## [AIM OF THE EXERCISE]
Pick out each line in the rows below that contains the word "carriage".

## [TASK INPUT]
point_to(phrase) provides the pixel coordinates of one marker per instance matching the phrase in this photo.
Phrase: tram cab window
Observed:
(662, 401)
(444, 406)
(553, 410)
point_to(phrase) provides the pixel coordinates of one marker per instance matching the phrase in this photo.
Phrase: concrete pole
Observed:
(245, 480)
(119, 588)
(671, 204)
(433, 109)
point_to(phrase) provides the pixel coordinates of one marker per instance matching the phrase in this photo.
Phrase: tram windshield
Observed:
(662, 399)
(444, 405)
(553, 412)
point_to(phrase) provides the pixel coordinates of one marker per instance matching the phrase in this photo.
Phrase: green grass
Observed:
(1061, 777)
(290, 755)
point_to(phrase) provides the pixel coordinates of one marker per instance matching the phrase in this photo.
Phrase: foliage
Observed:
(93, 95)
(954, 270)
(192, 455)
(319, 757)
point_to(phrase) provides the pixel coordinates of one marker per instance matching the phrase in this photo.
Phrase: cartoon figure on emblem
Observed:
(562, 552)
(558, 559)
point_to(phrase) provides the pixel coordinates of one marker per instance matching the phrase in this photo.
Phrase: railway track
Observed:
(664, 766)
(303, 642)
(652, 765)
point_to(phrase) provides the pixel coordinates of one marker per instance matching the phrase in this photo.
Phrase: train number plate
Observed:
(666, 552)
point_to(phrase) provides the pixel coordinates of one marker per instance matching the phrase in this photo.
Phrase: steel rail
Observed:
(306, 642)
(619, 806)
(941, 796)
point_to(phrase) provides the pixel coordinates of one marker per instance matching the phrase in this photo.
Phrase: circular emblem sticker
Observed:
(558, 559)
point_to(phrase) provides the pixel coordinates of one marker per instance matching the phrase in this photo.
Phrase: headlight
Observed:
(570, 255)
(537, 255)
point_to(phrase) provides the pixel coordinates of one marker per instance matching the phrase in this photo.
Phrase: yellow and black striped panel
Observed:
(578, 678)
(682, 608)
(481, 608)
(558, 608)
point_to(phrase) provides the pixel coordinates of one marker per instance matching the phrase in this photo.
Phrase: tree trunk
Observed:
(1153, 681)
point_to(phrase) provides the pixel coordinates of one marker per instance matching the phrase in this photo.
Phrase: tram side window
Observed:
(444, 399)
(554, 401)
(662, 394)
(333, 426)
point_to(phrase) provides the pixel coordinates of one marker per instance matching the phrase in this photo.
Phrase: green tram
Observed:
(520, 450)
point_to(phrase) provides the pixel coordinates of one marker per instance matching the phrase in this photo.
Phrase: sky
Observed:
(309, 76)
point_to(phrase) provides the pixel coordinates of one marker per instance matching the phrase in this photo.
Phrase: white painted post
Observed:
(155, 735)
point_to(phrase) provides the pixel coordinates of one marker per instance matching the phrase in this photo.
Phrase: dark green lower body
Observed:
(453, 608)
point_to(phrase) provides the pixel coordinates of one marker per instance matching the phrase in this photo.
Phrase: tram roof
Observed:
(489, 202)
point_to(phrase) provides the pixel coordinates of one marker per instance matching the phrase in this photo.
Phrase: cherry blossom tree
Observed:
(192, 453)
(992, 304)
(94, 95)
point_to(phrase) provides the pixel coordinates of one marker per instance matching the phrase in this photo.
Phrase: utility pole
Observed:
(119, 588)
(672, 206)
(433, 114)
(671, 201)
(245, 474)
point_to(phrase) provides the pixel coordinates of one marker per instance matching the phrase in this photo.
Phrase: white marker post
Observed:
* * *
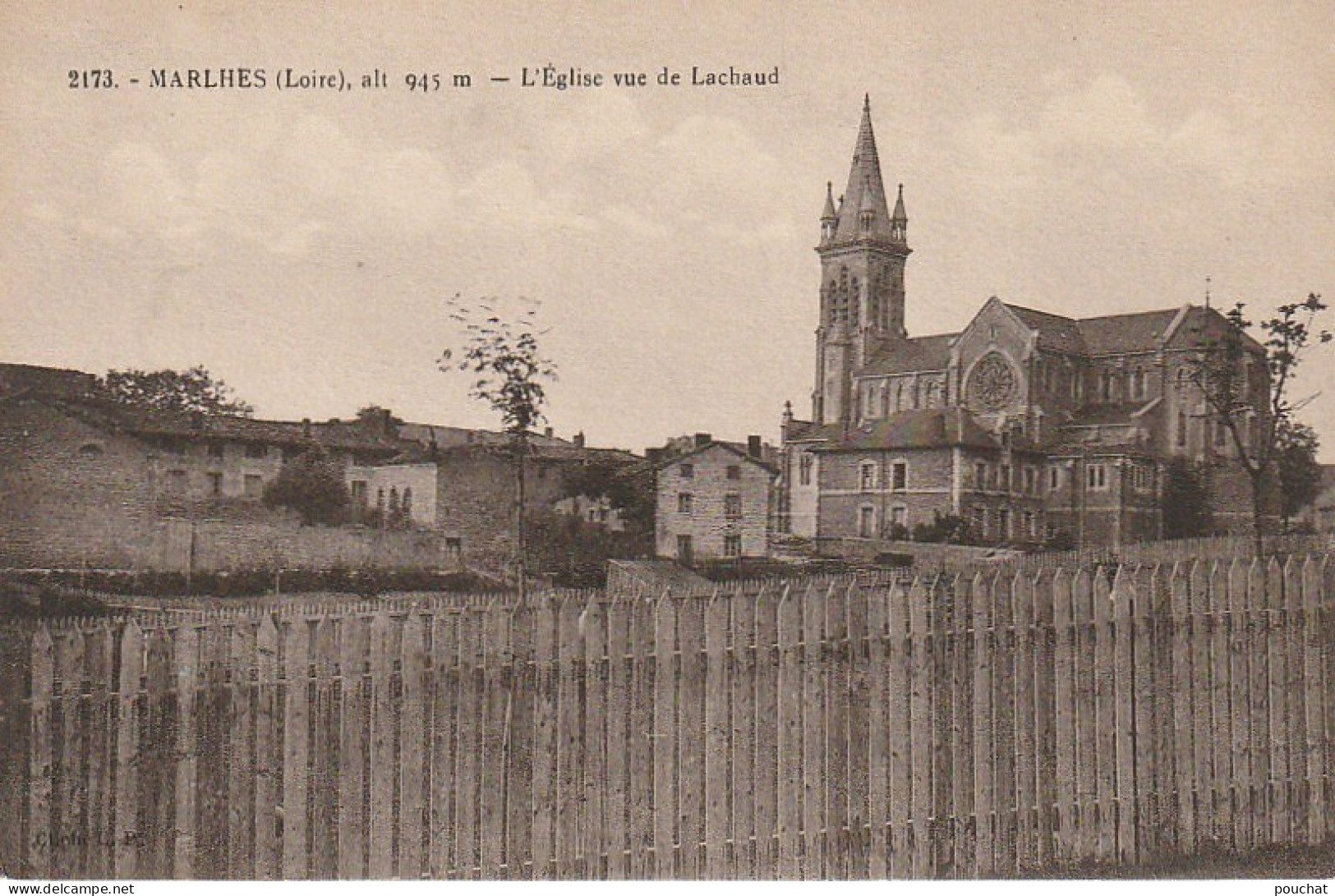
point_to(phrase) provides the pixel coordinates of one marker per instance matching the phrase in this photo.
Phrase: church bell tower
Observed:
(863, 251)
* * *
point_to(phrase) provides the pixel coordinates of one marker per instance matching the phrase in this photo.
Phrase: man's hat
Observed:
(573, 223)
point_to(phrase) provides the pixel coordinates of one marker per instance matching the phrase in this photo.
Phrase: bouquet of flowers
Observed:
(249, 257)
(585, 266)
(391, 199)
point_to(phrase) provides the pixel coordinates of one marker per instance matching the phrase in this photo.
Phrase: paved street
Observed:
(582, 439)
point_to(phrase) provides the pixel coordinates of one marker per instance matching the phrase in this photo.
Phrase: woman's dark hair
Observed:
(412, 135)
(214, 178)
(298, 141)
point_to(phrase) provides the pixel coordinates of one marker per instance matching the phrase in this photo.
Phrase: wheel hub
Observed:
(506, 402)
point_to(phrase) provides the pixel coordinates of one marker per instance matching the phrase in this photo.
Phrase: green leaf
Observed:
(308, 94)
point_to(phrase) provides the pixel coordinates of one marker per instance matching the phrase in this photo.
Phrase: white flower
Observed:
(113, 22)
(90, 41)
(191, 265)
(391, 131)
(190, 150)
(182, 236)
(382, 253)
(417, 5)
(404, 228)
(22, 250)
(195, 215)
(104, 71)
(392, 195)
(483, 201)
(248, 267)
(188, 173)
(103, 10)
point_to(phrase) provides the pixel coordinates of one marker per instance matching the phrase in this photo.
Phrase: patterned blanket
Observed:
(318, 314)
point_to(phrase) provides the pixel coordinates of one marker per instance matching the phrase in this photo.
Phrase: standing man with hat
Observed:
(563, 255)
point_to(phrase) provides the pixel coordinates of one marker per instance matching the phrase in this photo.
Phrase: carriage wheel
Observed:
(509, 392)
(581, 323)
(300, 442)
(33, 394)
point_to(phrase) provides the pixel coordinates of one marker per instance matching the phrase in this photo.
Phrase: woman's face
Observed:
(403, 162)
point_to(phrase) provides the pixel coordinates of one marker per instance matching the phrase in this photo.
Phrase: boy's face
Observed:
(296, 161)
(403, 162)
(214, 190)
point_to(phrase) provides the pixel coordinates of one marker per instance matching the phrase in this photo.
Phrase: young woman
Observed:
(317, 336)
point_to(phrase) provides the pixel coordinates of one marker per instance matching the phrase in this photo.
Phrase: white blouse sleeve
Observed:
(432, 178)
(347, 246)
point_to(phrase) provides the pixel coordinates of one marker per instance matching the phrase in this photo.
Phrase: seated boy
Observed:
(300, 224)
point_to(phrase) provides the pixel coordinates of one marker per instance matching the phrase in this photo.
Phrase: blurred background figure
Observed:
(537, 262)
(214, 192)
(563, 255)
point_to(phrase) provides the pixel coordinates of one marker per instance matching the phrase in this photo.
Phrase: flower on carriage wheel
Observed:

## [CORRECT RESULT]
Phrase: carriage wheel
Phrase: flower on carriage wheel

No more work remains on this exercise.